- Exercise aim
Write out the records again exactly. Nothing should be dropped.

- Supplied data
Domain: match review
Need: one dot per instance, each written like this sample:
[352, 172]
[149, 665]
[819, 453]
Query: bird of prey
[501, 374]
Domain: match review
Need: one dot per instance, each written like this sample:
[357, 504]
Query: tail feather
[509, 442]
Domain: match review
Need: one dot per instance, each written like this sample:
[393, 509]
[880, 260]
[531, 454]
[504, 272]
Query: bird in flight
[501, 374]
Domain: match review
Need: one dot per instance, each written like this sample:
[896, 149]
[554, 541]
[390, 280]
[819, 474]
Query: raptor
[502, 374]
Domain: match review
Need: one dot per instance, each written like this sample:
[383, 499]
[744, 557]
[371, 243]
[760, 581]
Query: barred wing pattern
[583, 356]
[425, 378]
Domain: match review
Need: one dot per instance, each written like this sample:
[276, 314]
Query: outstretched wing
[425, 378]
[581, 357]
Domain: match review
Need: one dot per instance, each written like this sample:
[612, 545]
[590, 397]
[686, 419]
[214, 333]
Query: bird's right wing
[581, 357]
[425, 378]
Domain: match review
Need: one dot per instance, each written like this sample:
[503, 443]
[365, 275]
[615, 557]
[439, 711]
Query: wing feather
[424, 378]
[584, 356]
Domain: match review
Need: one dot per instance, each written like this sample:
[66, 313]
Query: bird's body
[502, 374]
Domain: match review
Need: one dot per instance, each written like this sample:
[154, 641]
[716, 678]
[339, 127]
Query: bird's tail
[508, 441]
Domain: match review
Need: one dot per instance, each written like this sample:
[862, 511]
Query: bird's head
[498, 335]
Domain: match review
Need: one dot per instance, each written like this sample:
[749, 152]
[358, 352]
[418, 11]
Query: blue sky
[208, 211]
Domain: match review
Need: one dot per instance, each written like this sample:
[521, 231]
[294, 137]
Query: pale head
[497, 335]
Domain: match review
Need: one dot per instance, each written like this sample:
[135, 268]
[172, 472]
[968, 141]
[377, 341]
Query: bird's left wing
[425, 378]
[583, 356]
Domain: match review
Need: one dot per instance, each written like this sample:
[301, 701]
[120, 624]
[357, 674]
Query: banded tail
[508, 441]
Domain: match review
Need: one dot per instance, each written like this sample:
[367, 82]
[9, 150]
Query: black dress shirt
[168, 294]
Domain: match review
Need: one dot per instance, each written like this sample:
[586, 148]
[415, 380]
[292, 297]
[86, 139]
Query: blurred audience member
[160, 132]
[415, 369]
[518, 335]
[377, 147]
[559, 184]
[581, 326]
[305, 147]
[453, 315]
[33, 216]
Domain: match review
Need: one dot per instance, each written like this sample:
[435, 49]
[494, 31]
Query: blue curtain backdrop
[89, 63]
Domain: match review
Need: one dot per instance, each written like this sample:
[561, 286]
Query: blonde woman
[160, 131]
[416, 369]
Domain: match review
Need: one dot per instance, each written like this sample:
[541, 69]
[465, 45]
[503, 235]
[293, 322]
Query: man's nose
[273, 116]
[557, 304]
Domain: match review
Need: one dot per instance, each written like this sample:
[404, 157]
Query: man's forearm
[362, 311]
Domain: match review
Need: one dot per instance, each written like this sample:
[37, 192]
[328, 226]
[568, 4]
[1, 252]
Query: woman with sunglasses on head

- Response below
Domain: match review
Need: one dot per instance, each written like this sample:
[352, 172]
[149, 665]
[819, 453]
Query: bird of prey
[501, 374]
Domain: match review
Need: one dot per instance, each written like this sample:
[357, 504]
Query: tail feather
[509, 442]
Domain: match review
Need: one dot per instance, each written like this sample:
[393, 509]
[880, 260]
[531, 454]
[504, 272]
Query: bird in flight
[501, 374]
Domain: match review
Need: one dot per instance, each written like this sample:
[896, 149]
[554, 541]
[390, 280]
[819, 474]
Query: raptor
[502, 374]
Domain: match review
Need: one dot per instance, each written like this sample:
[383, 499]
[744, 557]
[371, 243]
[760, 581]
Query: barred wing pattern
[583, 356]
[425, 378]
Domain: match review
Need: one dot per instance, each written like this sample:
[276, 314]
Query: outstretched wing
[425, 378]
[581, 357]
Domain: match review
Need: one dot per instance, each written like this sample:
[612, 545]
[590, 397]
[686, 419]
[214, 333]
Query: bird's right wing
[581, 357]
[425, 378]
Domain: match review
Need: one dot per instance, each written like this sample:
[503, 443]
[365, 275]
[615, 557]
[439, 711]
Query: wing feather
[424, 378]
[584, 356]
Domain: match review
Need: one dot per instance, each written like this sample:
[66, 313]
Query: bird's body
[502, 374]
Domain: match review
Need: one dot per instance, each written like this sample:
[154, 641]
[716, 678]
[339, 127]
Query: bird's tail
[508, 441]
Domain: match review
Need: one dot per instance, each written like this sample:
[862, 511]
Query: bird's head
[498, 335]
Domain: match review
Need: one dot per instance, each written like this sample:
[749, 152]
[358, 352]
[418, 11]
Query: blue sky
[208, 211]
Domain: match review
Need: one dot per instance, each written like this sample:
[521, 231]
[294, 137]
Query: pale head
[497, 335]
Domain: match review
Need: one dot per instance, each written like this sample:
[135, 268]
[172, 472]
[968, 141]
[377, 341]
Query: bird's left wing
[425, 378]
[583, 356]
Domain: match review
Need: one dot per instance, each written like this sample:
[301, 701]
[120, 624]
[357, 674]
Query: banded tail
[508, 441]
Domain: match review
Need: one dot per instance, each written like this sample:
[367, 82]
[9, 150]
Query: black dress shirt
[168, 294]
Domain: match review
Need: one dot per instance, each written like this sample:
[586, 148]
[415, 380]
[292, 297]
[86, 139]
Query: blurred audience member
[160, 132]
[415, 369]
[518, 335]
[377, 147]
[559, 184]
[581, 326]
[305, 147]
[453, 315]
[33, 216]
Domain: match review
Need: one dot per instance, each written like this sample:
[435, 49]
[494, 31]
Query: blue curtain backdrop
[89, 63]
Domain: match review
Need: one dot per instance, each written like this sample:
[561, 286]
Query: blonde woman
[160, 131]
[416, 369]
Domain: match review
Need: one dot per instance, each written like this sample:
[541, 69]
[465, 45]
[503, 235]
[293, 322]
Query: man's nose
[273, 116]
[557, 304]
Domain: match review
Need: one dot per instance, each written like this sample:
[404, 157]
Query: man's forearm
[362, 311]
Domain: match review
Need: one dot per instance, each written like this sample:
[37, 192]
[328, 226]
[568, 4]
[1, 252]
Query: woman with sunglasses on head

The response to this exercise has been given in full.